Поставленная задача a
Воспроизведите дословно строки записей, начиная со строки, содержащей «Phrase: sky», и до конца записей включительно.

Идея о том, что любое знание существует в виде ментальных репрезентаций, находит все больше сторонников. В. З. Демьянков и Е. С. Кубрякова полагают, что репрезентации составляют важную часть нашего сознания: «...мы всегда, когда нам это кажется нужным, можем представить себе на внутреннем „экра-не“ любой объект, любую ситуацию — как из числа реальных окружающих нас предметов

или лиц, так и из числа воображаемых событий» [Кубрякова, Демьянков 2007: 14—15]. Ментальные репрезентации, таким образом, осознаваемые ментальные образования, воспроизводящие реальность человеческого представления через образы предметов и явлений. Ментальные репрезентации позволяют человеку представлять все аспекты повседневной жизни, включая те ситуации, в которых он не принимал непосредственного участия.

Прежде чем перейти к характеристике выделенных уровней языкового общения, мы воспользуемся обозначениями Е. В. Лозинской и сформулируем, что под миром в целом понимается коммуникативное лингвистическое событие, включающее элементы как текстуального, так и контекстуального характера. Такой целостный мир иерархичен по структуре: высший уровень представлен дискурсивным миром, в котором есть участники, «различные аспекты перцепции ими непосредственной ситуации и общие предпосылки» [Лозинская 2007: 23]. Участники далее создают мир второго уровня — текстовый.

Исходные данные
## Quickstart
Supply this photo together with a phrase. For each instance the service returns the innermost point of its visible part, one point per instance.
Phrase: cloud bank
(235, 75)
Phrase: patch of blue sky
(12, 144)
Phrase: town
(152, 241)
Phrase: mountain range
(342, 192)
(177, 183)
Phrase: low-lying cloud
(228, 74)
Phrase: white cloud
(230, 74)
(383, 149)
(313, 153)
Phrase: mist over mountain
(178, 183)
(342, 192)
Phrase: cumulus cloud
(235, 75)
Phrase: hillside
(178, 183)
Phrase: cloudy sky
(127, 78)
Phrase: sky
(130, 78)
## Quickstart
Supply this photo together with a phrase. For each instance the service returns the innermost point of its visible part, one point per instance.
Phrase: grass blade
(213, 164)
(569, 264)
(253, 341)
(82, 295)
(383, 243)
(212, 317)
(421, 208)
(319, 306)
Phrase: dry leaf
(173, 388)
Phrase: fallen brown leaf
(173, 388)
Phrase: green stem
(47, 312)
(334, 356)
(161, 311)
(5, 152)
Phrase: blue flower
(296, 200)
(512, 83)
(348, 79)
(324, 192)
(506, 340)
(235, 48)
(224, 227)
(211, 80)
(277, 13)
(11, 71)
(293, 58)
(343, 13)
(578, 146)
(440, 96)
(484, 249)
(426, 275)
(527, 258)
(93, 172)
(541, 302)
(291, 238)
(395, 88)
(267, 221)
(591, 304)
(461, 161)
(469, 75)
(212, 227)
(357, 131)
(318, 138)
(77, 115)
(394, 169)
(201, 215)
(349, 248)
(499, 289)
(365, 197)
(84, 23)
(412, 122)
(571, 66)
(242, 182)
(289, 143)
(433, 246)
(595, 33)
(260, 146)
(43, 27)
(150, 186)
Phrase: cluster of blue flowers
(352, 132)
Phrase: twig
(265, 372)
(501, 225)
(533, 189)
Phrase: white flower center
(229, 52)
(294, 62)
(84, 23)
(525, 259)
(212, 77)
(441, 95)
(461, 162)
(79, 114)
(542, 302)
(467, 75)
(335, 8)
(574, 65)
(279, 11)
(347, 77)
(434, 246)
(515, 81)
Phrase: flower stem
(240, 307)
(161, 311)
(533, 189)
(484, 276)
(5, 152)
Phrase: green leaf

Поставленная задача b
Каким миром, согласно тексту о ментальных репрезентациях, представлен высший уровень целостного мира?

Полный ответ a
Phrase: sky
(130, 78)
## Quickstart
Supply this photo together with a phrase. For each instance the service returns the innermost point of its visible part, one point per instance.
Phrase: grass blade
(213, 164)
(569, 264)
(253, 341)
(82, 295)
(383, 243)
(212, 317)
(421, 208)
(319, 306)
Phrase: dry leaf
(173, 388)
Phrase: fallen brown leaf
(173, 388)
Phrase: green stem
(47, 312)
(334, 356)
(161, 311)
(5, 152)
Phrase: blue flower
(296, 200)
(512, 83)
(348, 79)
(324, 192)
(506, 340)
(235, 48)
(224, 227)
(211, 80)
(277, 13)
(11, 71)
(293, 58)
(343, 13)
(578, 146)
(440, 96)
(484, 249)
(426, 275)
(527, 258)
(93, 172)
(541, 302)
(291, 238)
(395, 88)
(267, 221)
(591, 304)
(461, 161)
(469, 75)
(212, 227)
(357, 131)
(318, 138)
(77, 115)
(394, 169)
(201, 215)
(349, 248)
(499, 289)
(365, 197)
(84, 23)
(412, 122)
(571, 66)
(242, 182)
(289, 143)
(433, 246)
(595, 33)
(260, 146)
(43, 27)
(150, 186)
Phrase: cluster of blue flowers
(352, 132)
Phrase: twig
(265, 372)
(501, 225)
(533, 189)
Phrase: white flower center
(229, 52)
(294, 62)
(84, 23)
(525, 259)
(212, 77)
(441, 95)
(461, 162)
(79, 114)
(542, 302)
(467, 75)
(335, 8)
(574, 65)
(279, 11)
(347, 77)
(434, 246)
(515, 81)
Phrase: flower stem
(240, 307)
(161, 311)
(533, 189)
(484, 276)
(5, 152)
Phrase: green leaf

Полный ответ b
Дискурсивным миром.